Items from a data source
** Begin **
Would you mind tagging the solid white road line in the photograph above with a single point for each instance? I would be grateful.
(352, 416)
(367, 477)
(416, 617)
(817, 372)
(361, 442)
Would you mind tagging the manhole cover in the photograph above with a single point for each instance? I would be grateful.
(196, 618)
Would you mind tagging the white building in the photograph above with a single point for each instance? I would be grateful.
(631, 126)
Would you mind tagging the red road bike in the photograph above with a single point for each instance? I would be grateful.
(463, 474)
** End **
** Begin **
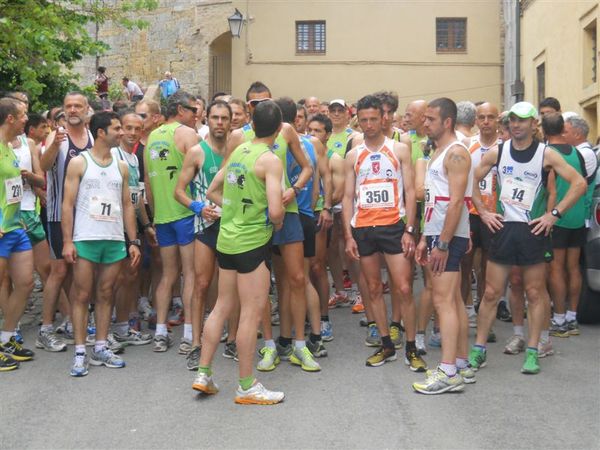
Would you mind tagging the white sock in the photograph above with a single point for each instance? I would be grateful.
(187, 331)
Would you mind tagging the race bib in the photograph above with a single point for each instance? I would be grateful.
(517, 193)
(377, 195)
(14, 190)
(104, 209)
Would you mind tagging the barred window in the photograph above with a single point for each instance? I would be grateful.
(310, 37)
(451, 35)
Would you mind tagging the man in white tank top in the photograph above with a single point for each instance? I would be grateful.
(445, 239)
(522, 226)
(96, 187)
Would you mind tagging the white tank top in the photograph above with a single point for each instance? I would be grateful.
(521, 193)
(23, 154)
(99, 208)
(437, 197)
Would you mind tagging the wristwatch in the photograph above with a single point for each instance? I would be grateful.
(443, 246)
** End **
_Problem_: List every line of the listing above that contains the word "tank".

_The output_:
Would you mind tagging the man in white tank top in the photograph above with a single point for each instance? I would be grateful.
Would you mind tagging the white tank top in the photograph above with a single point for each instance? I would be grateful.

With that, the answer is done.